▸ BRIEF 1
Answer these from the oil recommendation thread, one per line:
(a) What oil did the first poster add after changing the oil?
(b) At what mileage was the valve cover gasket replaced on the 2.0L Beetle?
(c) Which two oils does Michael Cahill recommend for summer temperatures?
▸ BRIEF 2
In the oil recommendation thread, rewrite the paragraph beginning "So my car did not come with an owners manual" in fewer words, keeping its main facts.
▸ BRIEF 3
Duplicate the oil recommendation thread's wording from "# 98 2.0l oil" to "(Nov 5, 2009)".

# 98 2.0l oil recomend?



## harmankardon35 (Sep 16, 2009)

So my car did not come with an owners manual, and i changed the oil and added 5w30 synthetic. From the looks of it, this engine requires a 40 weight oil (5w40 winter I guess)...id leave it but i see an oil leak,wondering if a high mileage 5w40 would be a better option?


----------



## Maynerd20 (Nov 5, 2009)

*Re: 98 2.0l oil recomend? (harmankardon35)*

I use 5w30 sytec in my girlfriends 2.0L beetle. Got 116k on it and it is doing fine, had to replace the valve cover gasket at 95k and the t-belt every 60k ( i do it my self so i do it early, dont feel like putting in valves







). What ever oil you feel like running for your climate is your proagrative, the AEG is not a very picky engine.


----------



## Michael Cahill (Mar 28, 2008)

*Re: 98 2.0l oil recomend? (harmankardon35)*

5w-30 is fine.
but, its not queit as thick for summer temps.
so id recommend either 5w-40 or 0w-40 http://****************.com/smile/emthup.gif 
Look in the FAQ thread at the top of this forum, and there is a huge list of all the VW approved oils http://****************.com/smile/emthup.gif


----------

▸ EXTRACTED ENTRIES
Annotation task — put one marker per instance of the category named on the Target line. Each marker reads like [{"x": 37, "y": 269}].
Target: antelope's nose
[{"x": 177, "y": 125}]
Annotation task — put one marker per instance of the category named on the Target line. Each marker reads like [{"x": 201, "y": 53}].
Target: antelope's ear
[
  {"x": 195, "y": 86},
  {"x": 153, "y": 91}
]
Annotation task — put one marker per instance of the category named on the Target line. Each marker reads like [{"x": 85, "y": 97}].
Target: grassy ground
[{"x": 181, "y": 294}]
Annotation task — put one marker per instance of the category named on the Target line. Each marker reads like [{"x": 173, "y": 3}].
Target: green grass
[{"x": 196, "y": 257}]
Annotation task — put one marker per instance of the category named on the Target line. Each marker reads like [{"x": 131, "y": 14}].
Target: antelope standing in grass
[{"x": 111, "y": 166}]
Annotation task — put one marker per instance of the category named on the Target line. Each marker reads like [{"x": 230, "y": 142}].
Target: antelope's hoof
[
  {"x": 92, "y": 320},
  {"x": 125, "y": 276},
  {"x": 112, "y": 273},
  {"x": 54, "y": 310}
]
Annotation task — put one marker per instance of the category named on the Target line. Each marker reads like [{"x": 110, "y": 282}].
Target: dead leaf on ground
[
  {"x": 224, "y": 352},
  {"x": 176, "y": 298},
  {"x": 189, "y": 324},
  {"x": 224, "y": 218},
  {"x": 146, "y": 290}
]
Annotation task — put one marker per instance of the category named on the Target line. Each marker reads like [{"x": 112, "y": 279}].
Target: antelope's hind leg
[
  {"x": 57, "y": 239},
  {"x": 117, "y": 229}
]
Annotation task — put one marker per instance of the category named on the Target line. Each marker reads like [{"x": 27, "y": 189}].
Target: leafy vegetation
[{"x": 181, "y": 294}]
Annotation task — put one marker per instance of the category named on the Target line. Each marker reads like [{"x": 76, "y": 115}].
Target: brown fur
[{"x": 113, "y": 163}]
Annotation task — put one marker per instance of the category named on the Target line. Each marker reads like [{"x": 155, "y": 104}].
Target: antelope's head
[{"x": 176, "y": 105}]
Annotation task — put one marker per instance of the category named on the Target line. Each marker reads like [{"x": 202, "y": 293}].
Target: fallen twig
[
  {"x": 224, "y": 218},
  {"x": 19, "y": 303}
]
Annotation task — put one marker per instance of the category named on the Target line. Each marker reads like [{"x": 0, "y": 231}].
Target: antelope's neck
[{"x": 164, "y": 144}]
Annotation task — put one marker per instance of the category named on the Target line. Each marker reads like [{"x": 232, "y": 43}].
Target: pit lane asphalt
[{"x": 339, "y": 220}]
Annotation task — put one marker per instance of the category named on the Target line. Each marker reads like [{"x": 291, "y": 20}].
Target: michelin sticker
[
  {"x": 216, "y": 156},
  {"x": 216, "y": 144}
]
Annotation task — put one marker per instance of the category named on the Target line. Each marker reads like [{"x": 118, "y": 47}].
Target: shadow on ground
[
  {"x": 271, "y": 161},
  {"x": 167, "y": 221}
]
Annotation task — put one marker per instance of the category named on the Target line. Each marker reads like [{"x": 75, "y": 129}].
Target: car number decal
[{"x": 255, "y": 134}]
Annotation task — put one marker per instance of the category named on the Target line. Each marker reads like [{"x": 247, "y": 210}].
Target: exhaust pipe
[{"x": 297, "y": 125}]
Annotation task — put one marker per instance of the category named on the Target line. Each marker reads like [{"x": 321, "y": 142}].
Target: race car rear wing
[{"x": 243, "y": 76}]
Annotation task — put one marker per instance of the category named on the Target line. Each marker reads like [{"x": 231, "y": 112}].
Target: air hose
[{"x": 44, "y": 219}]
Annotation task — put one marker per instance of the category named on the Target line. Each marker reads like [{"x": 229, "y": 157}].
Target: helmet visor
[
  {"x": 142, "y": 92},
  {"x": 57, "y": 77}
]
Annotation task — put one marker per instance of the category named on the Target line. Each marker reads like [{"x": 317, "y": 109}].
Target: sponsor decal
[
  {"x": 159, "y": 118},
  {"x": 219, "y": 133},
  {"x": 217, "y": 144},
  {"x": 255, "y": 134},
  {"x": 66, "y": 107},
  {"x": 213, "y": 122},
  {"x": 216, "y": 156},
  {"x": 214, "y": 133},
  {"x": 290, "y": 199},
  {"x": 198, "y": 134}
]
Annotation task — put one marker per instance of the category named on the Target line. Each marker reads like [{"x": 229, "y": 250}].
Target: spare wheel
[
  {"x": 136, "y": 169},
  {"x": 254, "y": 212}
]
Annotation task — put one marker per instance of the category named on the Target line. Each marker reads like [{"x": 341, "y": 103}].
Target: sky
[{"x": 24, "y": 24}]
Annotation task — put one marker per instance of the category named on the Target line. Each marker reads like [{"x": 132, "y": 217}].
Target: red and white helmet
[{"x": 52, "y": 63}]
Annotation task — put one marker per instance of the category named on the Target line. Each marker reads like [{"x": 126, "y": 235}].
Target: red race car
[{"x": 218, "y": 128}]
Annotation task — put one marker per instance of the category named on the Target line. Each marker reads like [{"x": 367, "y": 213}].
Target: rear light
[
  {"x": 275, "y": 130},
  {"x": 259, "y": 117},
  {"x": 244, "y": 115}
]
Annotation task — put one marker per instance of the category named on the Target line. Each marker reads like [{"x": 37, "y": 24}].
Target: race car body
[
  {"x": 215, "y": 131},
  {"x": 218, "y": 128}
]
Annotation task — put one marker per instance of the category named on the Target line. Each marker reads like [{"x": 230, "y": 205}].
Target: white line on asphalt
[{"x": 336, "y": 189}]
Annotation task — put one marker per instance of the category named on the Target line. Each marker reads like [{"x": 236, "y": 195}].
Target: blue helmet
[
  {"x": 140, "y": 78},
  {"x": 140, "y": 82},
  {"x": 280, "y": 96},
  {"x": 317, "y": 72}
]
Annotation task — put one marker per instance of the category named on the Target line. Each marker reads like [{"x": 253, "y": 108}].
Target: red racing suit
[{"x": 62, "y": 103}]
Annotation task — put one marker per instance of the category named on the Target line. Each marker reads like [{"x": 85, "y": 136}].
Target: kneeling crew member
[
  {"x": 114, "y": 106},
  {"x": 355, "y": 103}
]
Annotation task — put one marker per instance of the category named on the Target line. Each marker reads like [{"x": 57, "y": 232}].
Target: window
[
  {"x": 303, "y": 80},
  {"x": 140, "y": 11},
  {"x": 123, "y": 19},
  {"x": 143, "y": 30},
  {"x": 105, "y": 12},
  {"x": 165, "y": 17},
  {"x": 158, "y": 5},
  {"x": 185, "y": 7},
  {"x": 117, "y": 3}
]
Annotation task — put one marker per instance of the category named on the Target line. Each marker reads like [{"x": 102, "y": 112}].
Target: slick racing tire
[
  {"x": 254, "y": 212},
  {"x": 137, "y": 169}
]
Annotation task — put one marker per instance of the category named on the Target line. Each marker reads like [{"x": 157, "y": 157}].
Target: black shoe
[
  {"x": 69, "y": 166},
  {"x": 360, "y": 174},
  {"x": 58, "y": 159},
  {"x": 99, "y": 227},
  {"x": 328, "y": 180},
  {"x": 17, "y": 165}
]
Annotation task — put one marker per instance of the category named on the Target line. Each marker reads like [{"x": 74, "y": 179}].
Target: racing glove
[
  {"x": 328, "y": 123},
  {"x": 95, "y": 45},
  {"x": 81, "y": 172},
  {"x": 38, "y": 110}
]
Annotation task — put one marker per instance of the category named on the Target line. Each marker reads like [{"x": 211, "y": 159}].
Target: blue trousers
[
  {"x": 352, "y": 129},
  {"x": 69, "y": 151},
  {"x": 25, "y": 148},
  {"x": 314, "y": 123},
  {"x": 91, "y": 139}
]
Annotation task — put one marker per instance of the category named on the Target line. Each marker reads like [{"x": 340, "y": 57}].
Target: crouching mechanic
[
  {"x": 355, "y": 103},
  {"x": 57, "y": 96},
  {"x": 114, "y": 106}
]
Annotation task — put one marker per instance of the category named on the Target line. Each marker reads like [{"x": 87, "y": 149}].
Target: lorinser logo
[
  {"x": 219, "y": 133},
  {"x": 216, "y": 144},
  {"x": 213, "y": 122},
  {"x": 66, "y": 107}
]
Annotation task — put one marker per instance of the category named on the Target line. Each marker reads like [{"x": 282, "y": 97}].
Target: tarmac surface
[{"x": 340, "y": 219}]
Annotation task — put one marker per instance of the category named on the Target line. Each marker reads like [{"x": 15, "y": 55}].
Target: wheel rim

--

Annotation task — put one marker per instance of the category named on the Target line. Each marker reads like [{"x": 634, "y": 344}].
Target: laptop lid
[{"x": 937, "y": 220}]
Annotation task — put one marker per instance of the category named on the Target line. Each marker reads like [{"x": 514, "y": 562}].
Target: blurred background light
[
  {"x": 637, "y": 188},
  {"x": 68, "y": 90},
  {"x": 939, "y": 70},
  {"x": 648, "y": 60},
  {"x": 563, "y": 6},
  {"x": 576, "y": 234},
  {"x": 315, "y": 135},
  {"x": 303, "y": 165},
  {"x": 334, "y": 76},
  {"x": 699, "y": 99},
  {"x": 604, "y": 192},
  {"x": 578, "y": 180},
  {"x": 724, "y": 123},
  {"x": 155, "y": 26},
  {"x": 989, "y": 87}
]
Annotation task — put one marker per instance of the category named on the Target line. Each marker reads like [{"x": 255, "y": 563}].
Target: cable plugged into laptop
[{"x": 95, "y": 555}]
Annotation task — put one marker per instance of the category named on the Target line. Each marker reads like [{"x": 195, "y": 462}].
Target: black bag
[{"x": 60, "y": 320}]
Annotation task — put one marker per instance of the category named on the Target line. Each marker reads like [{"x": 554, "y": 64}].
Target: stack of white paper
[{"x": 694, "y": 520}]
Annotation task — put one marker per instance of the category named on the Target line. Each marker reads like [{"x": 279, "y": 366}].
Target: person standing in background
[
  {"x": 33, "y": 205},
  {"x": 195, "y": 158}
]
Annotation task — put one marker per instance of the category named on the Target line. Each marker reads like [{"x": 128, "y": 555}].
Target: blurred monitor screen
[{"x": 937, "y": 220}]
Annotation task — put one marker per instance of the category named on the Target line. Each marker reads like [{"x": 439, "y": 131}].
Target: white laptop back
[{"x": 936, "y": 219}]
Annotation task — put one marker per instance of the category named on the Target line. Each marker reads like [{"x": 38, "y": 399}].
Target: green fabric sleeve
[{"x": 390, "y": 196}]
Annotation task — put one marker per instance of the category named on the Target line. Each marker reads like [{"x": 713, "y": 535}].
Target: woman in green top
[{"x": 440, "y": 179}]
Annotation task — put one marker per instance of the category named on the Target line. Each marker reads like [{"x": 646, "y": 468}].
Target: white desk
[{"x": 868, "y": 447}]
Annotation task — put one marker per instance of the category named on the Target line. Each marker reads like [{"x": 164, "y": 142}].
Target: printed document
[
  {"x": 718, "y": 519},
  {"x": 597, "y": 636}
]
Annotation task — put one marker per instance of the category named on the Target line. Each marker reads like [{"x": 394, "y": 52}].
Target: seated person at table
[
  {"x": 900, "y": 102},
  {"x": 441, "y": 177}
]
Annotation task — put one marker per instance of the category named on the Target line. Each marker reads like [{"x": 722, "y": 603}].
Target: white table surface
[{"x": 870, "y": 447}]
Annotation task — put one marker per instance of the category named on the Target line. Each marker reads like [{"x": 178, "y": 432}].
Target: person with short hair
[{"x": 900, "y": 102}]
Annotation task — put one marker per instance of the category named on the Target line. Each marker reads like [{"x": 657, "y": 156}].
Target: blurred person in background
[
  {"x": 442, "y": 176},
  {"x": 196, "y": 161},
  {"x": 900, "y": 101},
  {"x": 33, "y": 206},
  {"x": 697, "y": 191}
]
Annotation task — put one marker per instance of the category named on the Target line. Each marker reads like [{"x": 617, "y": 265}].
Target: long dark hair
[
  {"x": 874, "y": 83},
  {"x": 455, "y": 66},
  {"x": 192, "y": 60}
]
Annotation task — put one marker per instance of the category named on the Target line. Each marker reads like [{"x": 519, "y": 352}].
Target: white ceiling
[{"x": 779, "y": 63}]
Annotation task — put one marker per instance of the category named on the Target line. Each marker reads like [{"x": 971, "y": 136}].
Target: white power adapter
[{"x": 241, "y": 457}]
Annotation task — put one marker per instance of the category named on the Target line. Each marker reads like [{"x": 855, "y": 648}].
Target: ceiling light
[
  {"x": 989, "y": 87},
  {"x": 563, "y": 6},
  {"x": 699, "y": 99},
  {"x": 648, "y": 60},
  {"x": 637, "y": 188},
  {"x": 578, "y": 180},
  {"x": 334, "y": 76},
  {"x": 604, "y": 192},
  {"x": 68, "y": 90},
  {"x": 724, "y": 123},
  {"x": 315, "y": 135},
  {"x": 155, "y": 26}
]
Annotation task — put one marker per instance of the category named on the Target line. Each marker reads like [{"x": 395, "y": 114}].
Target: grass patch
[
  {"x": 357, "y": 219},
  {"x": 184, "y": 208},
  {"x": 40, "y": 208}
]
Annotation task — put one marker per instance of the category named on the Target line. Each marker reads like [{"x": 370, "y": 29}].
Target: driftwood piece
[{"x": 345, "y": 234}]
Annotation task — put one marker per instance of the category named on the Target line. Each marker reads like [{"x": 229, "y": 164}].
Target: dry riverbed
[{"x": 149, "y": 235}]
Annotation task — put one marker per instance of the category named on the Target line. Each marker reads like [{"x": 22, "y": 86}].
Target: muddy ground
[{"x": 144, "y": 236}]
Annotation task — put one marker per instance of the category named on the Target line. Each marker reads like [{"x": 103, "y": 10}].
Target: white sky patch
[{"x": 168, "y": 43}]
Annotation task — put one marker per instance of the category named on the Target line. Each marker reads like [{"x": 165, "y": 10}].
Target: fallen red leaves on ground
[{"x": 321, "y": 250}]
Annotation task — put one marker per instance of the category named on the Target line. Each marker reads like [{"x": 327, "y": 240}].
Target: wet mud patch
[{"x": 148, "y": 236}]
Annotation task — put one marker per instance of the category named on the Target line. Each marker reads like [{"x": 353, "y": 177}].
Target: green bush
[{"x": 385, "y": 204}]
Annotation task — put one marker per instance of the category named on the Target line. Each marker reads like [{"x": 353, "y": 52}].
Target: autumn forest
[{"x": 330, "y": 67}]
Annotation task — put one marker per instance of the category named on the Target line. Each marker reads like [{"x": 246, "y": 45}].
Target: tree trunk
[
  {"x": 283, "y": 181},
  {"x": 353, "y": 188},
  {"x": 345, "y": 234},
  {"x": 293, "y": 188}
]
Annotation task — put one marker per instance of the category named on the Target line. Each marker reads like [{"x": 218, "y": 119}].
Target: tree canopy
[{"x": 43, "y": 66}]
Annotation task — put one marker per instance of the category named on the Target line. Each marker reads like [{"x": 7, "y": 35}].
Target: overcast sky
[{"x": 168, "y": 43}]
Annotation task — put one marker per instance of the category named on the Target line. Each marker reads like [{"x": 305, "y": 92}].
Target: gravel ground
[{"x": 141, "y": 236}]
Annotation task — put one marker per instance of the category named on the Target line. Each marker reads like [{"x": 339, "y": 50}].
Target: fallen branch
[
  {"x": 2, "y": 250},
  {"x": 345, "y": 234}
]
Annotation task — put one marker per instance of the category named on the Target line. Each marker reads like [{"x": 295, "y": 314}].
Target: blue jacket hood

▸ COMPLETE OUTPUT 1
(a) 5w30 synthetic
(b) 95k
(c) 5w-40 or 0w-40

▸ COMPLETE OUTPUT 2
The car came without an owner's manual, and the poster changed the oil using 5w30 synthetic. The engine seems to require a 40-weight oil (possibly 5w40 for winter). Because of an oil leak, the poster asks whether a high-mileage 5w40 would be a better choice.

▸ COMPLETE OUTPUT 3
# 98 2.0l oil recomend?



## harmankardon35 (Sep 16, 2009)

So my car did not come with an owners manual, and i changed the oil and added 5w30 synthetic. From the looks of it, this engine requires a 40 weight oil (5w40 winter I guess)...id leave it but i see an oil leak,wondering if a high mileage 5w40 would be a better option?


----------



## Maynerd20 (Nov 5, 2009)